**DOCUMENT SECTION**
If great Bonds songs like "I'm Searching" and "I Failed" and "Tell It To The Judge" could "try and fail" (to quote from "I Failed") to become hits, what reason was there to believe the equally sentimental and throwback-sounding "Scat Cat, Here Kitty Kitty" would be received any differently?

I remember in particular omitting "Scat Cat" from my Top 25 Southern Soul Singles of 2006, but I was aware even then that I was going against the grain of public sentiment. Six months earlier, in an August 2006 Billy "Soul" Bonds artist-guide update, I had already written that "Here Kitty Kitty" was "a gentle, finely-focused portrait of a domestic squabble, and one of the most highly-requested songs on the Stations of the Deep South in the summer of 2006."

So you can imagine my bafflement in 2007, a year later, as month after month passed with Bargain-Priced "Scat Cat, Here Kitty Kitty" at or near the top spot of the chitlin' circuit charts, a breaththrough hit for Bonds in just the way "Stand Up In It" had been for Ealey.

When a song proves itself with the audience the way Theodis Ealey's "Stand Up In it" or T. K. Soul's "Cheating And Lying" have recently done, all a pundit can do is marvel at the unpredictability of art and consumer taste and try to grab hold of the rear bumper as the bandwagon passes. Popularity, in other words, forces even the most recalcitrant critic to reassess his initial judgments. What may have sounded familiar or trite to him somehow managed to have the opposite effect on a great number of people. Anybody has to respect that.

What's even more remarkable about the "Scat Cat, Here Kitty Kitty" is how old-fashioned it is. There are the saccharine violins, the orchestral trimmings, the tinkling background sound (Bonds' trademark), the show-tune-like crescendos on the choruses, not to mention Bonds' typically humble and soothing vocal.

Also not to be overlooked is the subtle but powerful texture created by female back-up singers Thomisene Anderson and Jewel Bass. The warbling of these two near-invisible divas ratchets up the classic Southern Soul ambience, an atmosphere that seems almost out of place in these frantic, perfunctory, rat-race times, and it still mystifies your Daddy B. Nice how such an old-fashioned-sounding song could have garnered so much love and appreciation from a 21st-century audience.

**PROVIDED MATERIAL**
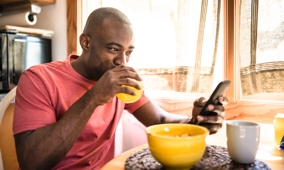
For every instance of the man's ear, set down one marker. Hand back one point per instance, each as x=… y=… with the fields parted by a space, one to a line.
x=84 y=42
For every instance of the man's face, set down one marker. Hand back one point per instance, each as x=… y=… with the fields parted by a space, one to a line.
x=111 y=45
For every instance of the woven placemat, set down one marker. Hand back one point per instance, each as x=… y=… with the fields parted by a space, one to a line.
x=214 y=158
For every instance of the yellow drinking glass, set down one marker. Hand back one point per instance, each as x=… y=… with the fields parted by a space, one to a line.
x=126 y=98
x=278 y=128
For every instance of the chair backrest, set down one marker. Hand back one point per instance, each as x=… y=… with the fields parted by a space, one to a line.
x=8 y=158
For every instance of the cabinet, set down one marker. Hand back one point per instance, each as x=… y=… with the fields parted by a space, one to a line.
x=13 y=6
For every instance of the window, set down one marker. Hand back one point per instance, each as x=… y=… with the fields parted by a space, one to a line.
x=260 y=49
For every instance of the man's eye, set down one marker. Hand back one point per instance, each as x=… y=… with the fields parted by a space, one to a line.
x=113 y=49
x=128 y=52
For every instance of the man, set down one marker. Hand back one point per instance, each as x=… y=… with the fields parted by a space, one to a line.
x=66 y=112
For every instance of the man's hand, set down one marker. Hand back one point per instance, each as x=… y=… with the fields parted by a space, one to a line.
x=110 y=84
x=213 y=121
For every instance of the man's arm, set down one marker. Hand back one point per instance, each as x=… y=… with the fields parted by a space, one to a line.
x=151 y=114
x=47 y=146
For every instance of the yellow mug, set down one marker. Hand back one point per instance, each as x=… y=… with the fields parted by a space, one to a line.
x=126 y=98
x=278 y=129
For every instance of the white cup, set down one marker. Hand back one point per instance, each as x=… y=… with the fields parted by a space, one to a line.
x=242 y=140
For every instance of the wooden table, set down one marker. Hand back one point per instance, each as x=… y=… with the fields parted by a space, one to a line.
x=267 y=151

**PROBLEM 1**
Answer these questions about the Bonds review:
(a) In what month and year did the writer's Billy "Soul" Bonds artist-guide update appear?
(b) Who are the two female back-up singers on "Scat Cat, Here Kitty Kitty"?
(c) Which song was a breakthrough hit for Ealey?
**PROBLEM 2**
Copy the entries again, requests included, starting at the line that contains "For every instance of the white" and ending with the last line of the entries, with both ends included. Shift every coordinate in the answers by adding 32 to it.

**EXPECTED ANSWER 1**
(a) August 2006
(b) Thomisene Anderson and Jewel Bass
(c) "Stand Up In It"

**EXPECTED ANSWER 2**
For every instance of the white cup, set down one marker. Hand back one point per instance, each as x=… y=… with the fields parted by a space, one to a line.
x=274 y=172
For every instance of the wooden table, set down one marker. Hand back one point per instance, each as x=… y=… with the fields parted by a space, one to a line.
x=299 y=183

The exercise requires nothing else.